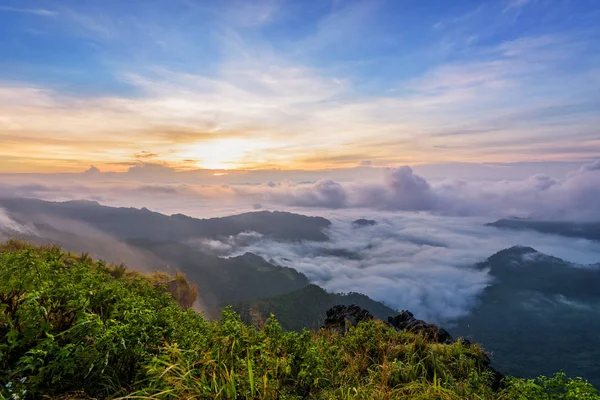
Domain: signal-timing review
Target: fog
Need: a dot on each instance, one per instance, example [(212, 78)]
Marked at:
[(572, 197), (420, 254), (415, 261)]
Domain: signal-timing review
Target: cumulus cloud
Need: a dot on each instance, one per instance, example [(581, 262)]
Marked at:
[(412, 261), (573, 197), (9, 227)]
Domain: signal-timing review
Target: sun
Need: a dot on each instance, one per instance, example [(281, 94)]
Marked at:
[(224, 153)]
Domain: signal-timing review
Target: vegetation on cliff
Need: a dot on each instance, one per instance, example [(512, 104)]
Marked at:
[(73, 328)]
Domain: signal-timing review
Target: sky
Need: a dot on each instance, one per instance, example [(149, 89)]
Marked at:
[(272, 85)]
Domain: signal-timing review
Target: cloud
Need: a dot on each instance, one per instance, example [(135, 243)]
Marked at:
[(36, 11), (9, 227), (573, 197), (412, 261), (501, 98)]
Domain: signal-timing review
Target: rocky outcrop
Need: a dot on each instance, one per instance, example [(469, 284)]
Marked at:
[(340, 318), (405, 320)]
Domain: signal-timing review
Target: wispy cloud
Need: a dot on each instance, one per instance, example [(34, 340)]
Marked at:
[(258, 102), (35, 11)]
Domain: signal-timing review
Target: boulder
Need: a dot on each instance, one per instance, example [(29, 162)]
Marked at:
[(340, 317), (405, 320)]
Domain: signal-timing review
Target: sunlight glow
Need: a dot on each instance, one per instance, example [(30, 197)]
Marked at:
[(224, 153)]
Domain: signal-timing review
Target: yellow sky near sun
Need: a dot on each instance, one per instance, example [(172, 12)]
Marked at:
[(225, 127)]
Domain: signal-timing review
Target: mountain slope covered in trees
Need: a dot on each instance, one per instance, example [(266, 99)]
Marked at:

◆ TASK DIRECTIONS
Reproduce every entry above line for line, leaving out the images.

◆ OUTPUT FOR THIS TASK
Domain: signal-timing review
Target: fog
Need: a dot on each instance, one per instance, example [(212, 78)]
Marked at:
[(572, 197), (420, 254), (415, 261)]
Domain: signal-timing review
Target: cumulus cloud
Need: a dot on each instance, one per instance, example [(581, 262)]
Marked at:
[(412, 261), (573, 197), (9, 227)]
Domain: signal-timing review
Target: sun
Need: a dot on each instance, one per instance, example [(281, 94)]
Marked at:
[(224, 153)]
Domain: signal-timing review
Target: vegetation on cliff
Need: a dot on each instance, one per instance, example [(512, 104)]
Marked at:
[(73, 328)]
Domain: signal-timing review
Target: sky
Need: a dot on each instance, one per instance, example [(149, 89)]
Marked at:
[(272, 85)]
Domain: signal-timing review
Target: cloud
Need: a dot on each instance, one per instance, example [(135, 243)]
Marked at:
[(36, 11), (9, 227), (573, 197), (412, 261), (501, 98)]
Domain: signal-timing review
Target: rocky outcrop
Need: a dot on each instance, one per instance, example [(469, 284)]
Marked at:
[(340, 318), (405, 320)]
Domain: signal-timing review
Target: wispy cloud
Need: a dot on each instance, one per instance, example [(34, 340)]
Marked at:
[(258, 102), (35, 11)]
Domain: signal-timing review
Target: boulder
Need: a dot on each instance, one per instance, example [(29, 162)]
Marked at:
[(340, 317), (405, 320)]
Domain: signal-timing review
Target: sunlight glow
Need: a dot on each instance, one per instance, example [(30, 197)]
Marked at:
[(224, 153)]
Domain: signal-timing review
Target: yellow sky near sun
Need: a dot on each instance, one per instance, example [(172, 12)]
Marked at:
[(225, 127)]
Domain: signal-timing review
Target: mountain slope covered in trees
Need: a dot on each instance, one per instance, example [(266, 99)]
Marked at:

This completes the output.